(Dataset rows)

════════════════════

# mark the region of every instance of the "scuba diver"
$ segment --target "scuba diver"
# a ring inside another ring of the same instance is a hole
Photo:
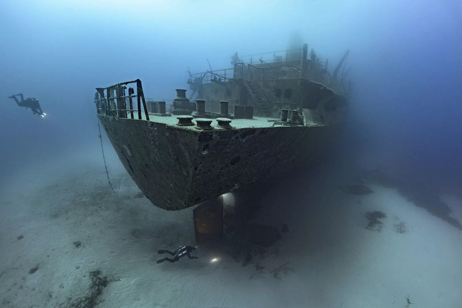
[[[18,98],[16,98],[17,96],[21,97],[20,101],[18,100]],[[22,93],[12,95],[8,97],[8,98],[14,99],[16,101],[16,103],[20,107],[25,107],[26,109],[30,108],[32,109],[32,111],[34,113],[34,115],[38,115],[41,116],[42,118],[46,115],[46,114],[43,113],[43,111],[42,111],[42,108],[40,108],[40,104],[39,103],[38,101],[35,98],[28,97],[26,99],[24,99],[24,97],[23,96]]]
[[[164,261],[168,261],[170,263],[173,263],[174,262],[176,262],[180,260],[180,258],[184,257],[185,255],[188,256],[188,257],[190,259],[198,259],[197,257],[191,257],[191,255],[189,254],[191,253],[191,252],[193,250],[195,250],[197,247],[197,246],[196,246],[195,247],[193,247],[192,246],[183,246],[174,253],[169,251],[168,250],[159,250],[157,252],[158,254],[170,254],[172,256],[175,256],[175,257],[173,258],[173,259],[164,258],[164,259],[161,259],[160,260],[158,260],[157,263],[162,263]]]

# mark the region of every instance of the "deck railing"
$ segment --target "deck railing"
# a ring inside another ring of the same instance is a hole
[[[271,52],[263,53],[262,54],[255,54],[249,55],[243,55],[239,57],[239,62],[249,64],[255,64],[259,63],[260,60],[267,63],[275,63],[278,62],[285,62],[287,61],[300,61],[303,54],[303,49],[289,49],[288,50],[280,50]]]

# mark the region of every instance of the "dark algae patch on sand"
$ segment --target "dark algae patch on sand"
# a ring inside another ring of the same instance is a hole
[[[88,288],[86,295],[74,300],[72,298],[67,299],[66,308],[94,308],[103,300],[100,298],[103,291],[109,284],[109,280],[105,276],[101,276],[101,271],[99,270],[92,271],[89,273],[91,282]],[[60,307],[61,305],[60,305]]]
[[[368,221],[366,226],[366,229],[377,232],[382,231],[382,229],[383,227],[383,223],[379,219],[387,218],[386,214],[379,211],[374,211],[373,212],[367,212],[365,216]]]
[[[346,193],[356,195],[356,196],[368,195],[374,193],[373,190],[362,184],[344,185],[343,186],[339,186],[337,188],[343,190]]]
[[[462,230],[462,224],[450,217],[450,208],[441,201],[436,188],[418,179],[407,180],[404,176],[390,175],[389,173],[383,168],[377,168],[365,173],[362,177],[370,182],[397,189],[409,202]]]

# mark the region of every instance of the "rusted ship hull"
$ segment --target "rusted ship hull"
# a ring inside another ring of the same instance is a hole
[[[309,164],[331,148],[339,125],[199,130],[98,116],[133,180],[154,205],[167,210]]]

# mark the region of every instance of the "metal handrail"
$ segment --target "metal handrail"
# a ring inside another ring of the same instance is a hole
[[[289,52],[290,51],[296,51],[297,52],[297,53],[289,53]],[[276,54],[277,53],[286,53],[286,54],[285,54],[286,57],[285,57],[285,58],[284,58],[283,57],[285,55],[284,54],[283,54],[282,55],[281,55],[281,54],[276,55]],[[299,61],[300,60],[300,59],[301,59],[302,56],[302,55],[303,54],[303,48],[297,48],[297,49],[287,49],[286,50],[279,50],[278,51],[272,51],[272,52],[266,52],[266,53],[260,53],[260,54],[249,54],[249,55],[243,55],[243,56],[240,56],[240,57],[239,57],[239,62],[241,62],[244,63],[245,62],[249,62],[250,64],[253,64],[253,58],[254,58],[254,56],[259,56],[259,59],[263,59],[263,58],[264,57],[263,56],[264,55],[267,55],[267,54],[272,54],[272,55],[273,55],[273,59],[272,60],[271,60],[270,59],[265,59],[265,60],[266,62],[275,62],[278,61],[278,60],[276,60],[276,55],[277,55],[278,56],[281,56],[281,61],[286,61],[289,60],[288,60],[288,59],[289,59],[289,55],[296,55],[296,54],[298,54],[298,58],[297,59],[294,59],[293,60]],[[249,59],[247,59],[246,60],[244,60],[244,59],[246,59],[246,58],[248,58],[249,57],[250,57],[250,59],[249,60]],[[285,60],[284,60],[284,59],[285,59]]]
[[[126,95],[125,90],[127,89],[127,85],[132,83],[136,84],[136,94],[133,95],[135,94],[135,91],[133,88],[130,87],[128,88],[128,95]],[[132,99],[133,97],[136,97],[138,119],[142,120],[141,103],[142,103],[146,120],[149,121],[149,115],[148,115],[147,108],[146,107],[146,101],[143,92],[143,87],[141,80],[139,79],[116,84],[105,88],[97,88],[96,91],[97,92],[95,94],[95,103],[96,103],[97,111],[98,114],[104,113],[106,115],[126,118],[128,117],[127,112],[128,111],[130,111],[131,118],[133,119],[133,111],[136,109],[133,108]],[[116,92],[115,95],[114,91]],[[129,109],[127,108],[127,98],[128,98]]]

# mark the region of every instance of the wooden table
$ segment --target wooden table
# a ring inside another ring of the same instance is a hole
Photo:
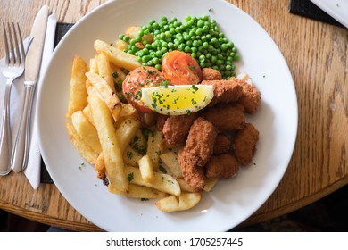
[[[60,22],[76,22],[106,0],[2,0],[3,21],[29,35],[46,4]],[[292,72],[299,107],[297,142],[288,169],[267,202],[243,225],[302,208],[348,183],[348,29],[290,14],[288,1],[230,0],[275,40]],[[255,41],[256,42],[256,41]],[[2,43],[1,43],[2,44]],[[0,57],[4,54],[0,46]],[[30,220],[97,231],[53,184],[33,190],[23,174],[0,177],[0,208]]]

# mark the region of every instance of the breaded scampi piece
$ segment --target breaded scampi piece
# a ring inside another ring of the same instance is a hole
[[[228,179],[236,174],[238,165],[236,157],[229,154],[212,155],[205,166],[205,175],[208,179]]]
[[[197,114],[185,114],[168,117],[163,125],[163,136],[170,146],[183,145],[187,138],[188,131]]]
[[[248,165],[256,152],[256,144],[259,141],[259,131],[251,123],[238,131],[235,138],[235,154],[236,160],[243,165]]]
[[[166,122],[167,118],[169,118],[168,115],[156,113],[156,128],[158,130],[163,130],[164,123]]]
[[[213,79],[222,79],[221,73],[212,68],[203,68],[202,69],[202,79],[204,80],[213,80]]]
[[[198,117],[190,128],[183,150],[190,164],[203,167],[211,156],[218,130],[210,121]]]
[[[220,132],[240,130],[245,124],[244,107],[238,104],[209,108],[202,116],[211,121]]]
[[[242,87],[242,96],[238,99],[238,103],[244,107],[247,113],[254,113],[261,104],[260,91],[253,85],[238,80],[236,78],[230,78],[229,80],[234,80]]]
[[[228,153],[231,150],[231,140],[228,136],[219,134],[215,139],[213,154]]]
[[[203,80],[201,84],[213,87],[214,97],[209,104],[209,107],[217,104],[236,102],[242,96],[242,86],[235,80]]]
[[[192,164],[191,154],[181,149],[178,154],[178,163],[182,171],[185,181],[192,187],[195,191],[202,190],[206,183],[204,168]]]

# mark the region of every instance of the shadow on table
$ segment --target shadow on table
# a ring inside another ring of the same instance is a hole
[[[346,232],[348,186],[302,209],[231,232]],[[0,232],[56,232],[57,228],[37,223],[0,210]],[[63,230],[65,231],[65,230]]]

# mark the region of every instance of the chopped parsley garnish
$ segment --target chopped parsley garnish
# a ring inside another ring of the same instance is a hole
[[[128,181],[132,181],[134,179],[134,173],[129,173],[127,177],[127,179],[128,179]]]

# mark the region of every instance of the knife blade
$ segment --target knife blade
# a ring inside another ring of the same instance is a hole
[[[31,109],[35,86],[41,66],[48,12],[48,6],[44,5],[35,17],[31,28],[30,36],[34,38],[25,60],[23,109],[11,158],[11,166],[14,172],[25,170],[28,164]]]

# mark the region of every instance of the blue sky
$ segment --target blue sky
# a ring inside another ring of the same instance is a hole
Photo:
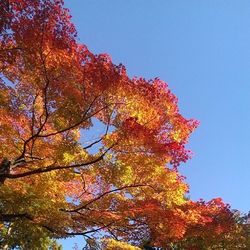
[[[200,121],[188,145],[193,159],[180,168],[191,199],[222,197],[250,210],[250,1],[65,4],[81,43],[110,54],[130,76],[166,81],[181,113]]]

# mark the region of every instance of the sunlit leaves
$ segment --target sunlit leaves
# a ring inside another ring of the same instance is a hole
[[[186,199],[178,166],[197,122],[168,85],[78,44],[61,0],[9,1],[0,59],[1,248],[74,235],[107,250],[186,247],[246,232],[220,199]]]

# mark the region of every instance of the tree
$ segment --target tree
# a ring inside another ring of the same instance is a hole
[[[186,198],[178,165],[197,122],[166,83],[79,44],[61,0],[0,10],[1,248],[58,249],[74,235],[90,249],[169,247],[234,230],[220,199]]]

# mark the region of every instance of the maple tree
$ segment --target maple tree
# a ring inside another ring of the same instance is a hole
[[[178,165],[197,122],[165,82],[79,44],[61,0],[0,5],[1,248],[59,249],[74,235],[86,249],[246,244],[228,205],[186,198]]]

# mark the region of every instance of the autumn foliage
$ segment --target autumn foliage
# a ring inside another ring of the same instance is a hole
[[[221,199],[186,198],[178,165],[197,121],[165,82],[79,44],[61,0],[0,11],[1,249],[74,235],[86,249],[247,249],[246,220]]]

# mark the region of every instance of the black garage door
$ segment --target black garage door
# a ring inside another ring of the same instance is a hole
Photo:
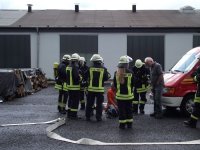
[[[193,47],[200,46],[200,35],[193,36]]]
[[[127,36],[127,54],[134,61],[152,57],[164,69],[164,36]]]
[[[30,67],[30,35],[0,35],[0,68]]]
[[[64,54],[78,53],[87,62],[91,56],[98,53],[97,35],[60,35],[60,57]]]

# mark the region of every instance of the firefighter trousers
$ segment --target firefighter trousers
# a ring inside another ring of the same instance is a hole
[[[120,126],[127,125],[132,126],[133,114],[132,114],[132,100],[117,100],[119,109],[119,124]]]
[[[80,91],[80,103],[81,103],[81,109],[85,109],[85,91],[81,90]]]
[[[104,96],[102,92],[88,92],[87,103],[86,103],[86,118],[89,119],[91,117],[94,102],[96,99],[96,119],[100,121],[102,118],[103,111],[103,101]]]
[[[68,118],[77,118],[80,90],[69,90]]]
[[[58,110],[64,111],[66,107],[68,99],[68,91],[59,90],[59,96],[58,96]]]

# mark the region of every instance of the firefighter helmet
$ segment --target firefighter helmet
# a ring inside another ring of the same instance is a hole
[[[62,60],[71,60],[71,56],[70,55],[64,55]]]
[[[58,62],[54,62],[54,63],[53,63],[53,68],[58,68],[58,66],[59,66],[59,63],[58,63]]]
[[[140,59],[137,59],[135,61],[135,67],[137,67],[137,68],[141,68],[143,64],[144,63]]]
[[[72,57],[71,57],[72,61],[79,61],[79,59],[80,59],[79,54],[77,54],[77,53],[72,54]]]
[[[119,68],[126,68],[128,66],[129,60],[126,56],[121,56],[119,58],[118,67]]]
[[[102,57],[99,54],[92,55],[90,61],[102,61]]]
[[[79,61],[85,62],[85,57],[80,57]]]
[[[130,56],[128,56],[128,55],[125,55],[127,58],[128,58],[128,61],[129,62],[132,62],[133,61],[133,58],[131,58]]]

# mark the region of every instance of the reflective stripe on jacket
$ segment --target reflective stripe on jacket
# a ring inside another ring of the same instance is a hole
[[[131,86],[131,82],[132,82],[132,73],[126,73],[125,76],[125,84],[126,84],[126,91],[127,93],[123,93],[120,91],[121,89],[121,84],[119,81],[119,76],[116,75],[116,83],[117,83],[117,93],[116,93],[116,99],[119,100],[132,100],[134,98],[133,96],[133,90],[132,90],[132,86]]]
[[[89,86],[88,91],[90,92],[104,92],[103,76],[104,76],[104,68],[93,68],[89,69],[90,79],[89,79]],[[98,74],[98,75],[94,75]],[[97,85],[94,85],[94,81],[97,81]]]

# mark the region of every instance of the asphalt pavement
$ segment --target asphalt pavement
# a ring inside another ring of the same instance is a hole
[[[58,92],[53,86],[23,98],[0,103],[0,125],[35,123],[65,117],[57,112]],[[106,99],[105,99],[106,101]],[[118,118],[102,122],[85,121],[84,111],[79,111],[82,119],[68,120],[54,132],[71,140],[90,138],[108,143],[157,143],[182,142],[200,139],[200,123],[197,129],[183,126],[183,117],[178,110],[164,110],[163,119],[149,116],[153,104],[148,101],[145,115],[133,116],[133,129],[120,130]],[[199,150],[200,145],[137,145],[137,146],[88,146],[50,139],[46,135],[49,124],[0,127],[0,150],[86,150],[86,149],[127,149],[127,150]]]

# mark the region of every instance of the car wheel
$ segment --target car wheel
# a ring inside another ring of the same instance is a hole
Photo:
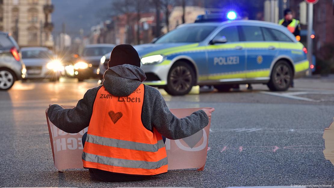
[[[213,87],[217,89],[219,92],[227,92],[232,88],[233,85],[230,84],[223,84],[213,86]]]
[[[189,93],[196,82],[194,69],[187,63],[176,63],[172,66],[165,90],[172,95],[183,95]]]
[[[267,85],[271,91],[286,91],[293,79],[291,66],[285,61],[280,61],[273,68],[270,80]]]
[[[11,71],[0,69],[0,90],[7,90],[12,87],[15,82],[15,76]]]

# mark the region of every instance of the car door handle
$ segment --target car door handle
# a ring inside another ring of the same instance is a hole
[[[270,46],[269,47],[268,47],[268,50],[275,50],[275,49],[276,48],[275,48],[275,47],[273,46]]]
[[[235,50],[242,50],[242,46],[236,46],[234,47],[234,49]]]

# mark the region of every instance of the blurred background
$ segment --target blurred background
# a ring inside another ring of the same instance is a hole
[[[193,22],[198,15],[226,10],[242,19],[277,23],[288,8],[300,20],[301,42],[306,46],[304,0],[1,0],[0,30],[11,34],[20,48],[45,47],[62,63],[67,62],[65,66],[74,66],[89,44],[149,43],[180,24]],[[326,75],[334,73],[334,1],[319,1],[313,12],[313,74]],[[98,63],[108,52],[100,49]]]

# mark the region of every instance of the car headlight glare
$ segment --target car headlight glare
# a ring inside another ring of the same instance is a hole
[[[150,65],[160,63],[163,59],[164,57],[161,55],[154,55],[143,58],[141,61],[143,65]]]
[[[106,61],[106,56],[102,56],[102,58],[101,58],[101,60],[100,61],[100,63],[101,64],[103,64],[104,63],[104,62]]]
[[[64,66],[61,62],[57,60],[53,60],[46,64],[46,68],[48,69],[53,70],[54,72],[61,71],[64,70]]]
[[[74,65],[75,69],[85,69],[88,68],[88,64],[83,61],[79,61]]]

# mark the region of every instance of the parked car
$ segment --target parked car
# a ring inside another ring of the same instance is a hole
[[[20,48],[8,33],[0,31],[0,90],[9,89],[26,77]]]
[[[26,65],[25,79],[47,78],[50,81],[59,80],[64,66],[52,52],[44,47],[26,47],[21,49],[22,59]]]
[[[97,78],[96,72],[101,57],[113,50],[116,45],[97,44],[86,46],[79,60],[74,65],[74,77],[79,81],[91,77]]]
[[[309,66],[307,50],[286,27],[260,21],[183,24],[153,43],[134,47],[144,83],[175,95],[196,85],[227,91],[236,84],[264,84],[285,91]],[[108,68],[104,57],[100,73]]]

════════════════════

What to work on:
Retype nothing except the lines from the line holding "# mark the region of every instance of the car headlight" through the last line of the entries, both included.

Result of the task:
# mark the region of every instance of the car headlight glare
$ segment --target car headlight glare
# a ring inside another ring of the same instance is a hole
[[[150,65],[160,63],[163,59],[164,57],[161,55],[154,55],[143,58],[141,61],[143,65]]]
[[[106,61],[106,56],[102,56],[102,58],[101,58],[101,60],[100,61],[100,63],[101,64],[103,64],[104,63],[104,62]]]
[[[64,66],[61,62],[57,60],[53,60],[46,64],[46,68],[48,69],[53,70],[54,72],[61,71],[64,70]]]
[[[74,65],[75,69],[85,69],[88,68],[88,64],[83,61],[79,61]]]

# mark the region of every instance of the parked car
$ segment --target parked car
# a ring inside another ring of the same instance is a hole
[[[20,48],[8,33],[0,31],[0,90],[9,89],[26,77]]]
[[[26,65],[25,79],[47,78],[50,81],[59,80],[64,66],[52,52],[44,47],[26,47],[21,49],[22,59]]]
[[[97,78],[96,72],[101,57],[113,50],[116,45],[97,44],[86,46],[79,60],[74,65],[74,77],[79,81],[91,77]]]
[[[309,66],[307,50],[286,27],[260,21],[183,24],[153,43],[134,47],[144,83],[175,95],[196,85],[227,91],[236,84],[264,84],[285,91]],[[108,68],[104,57],[100,73]]]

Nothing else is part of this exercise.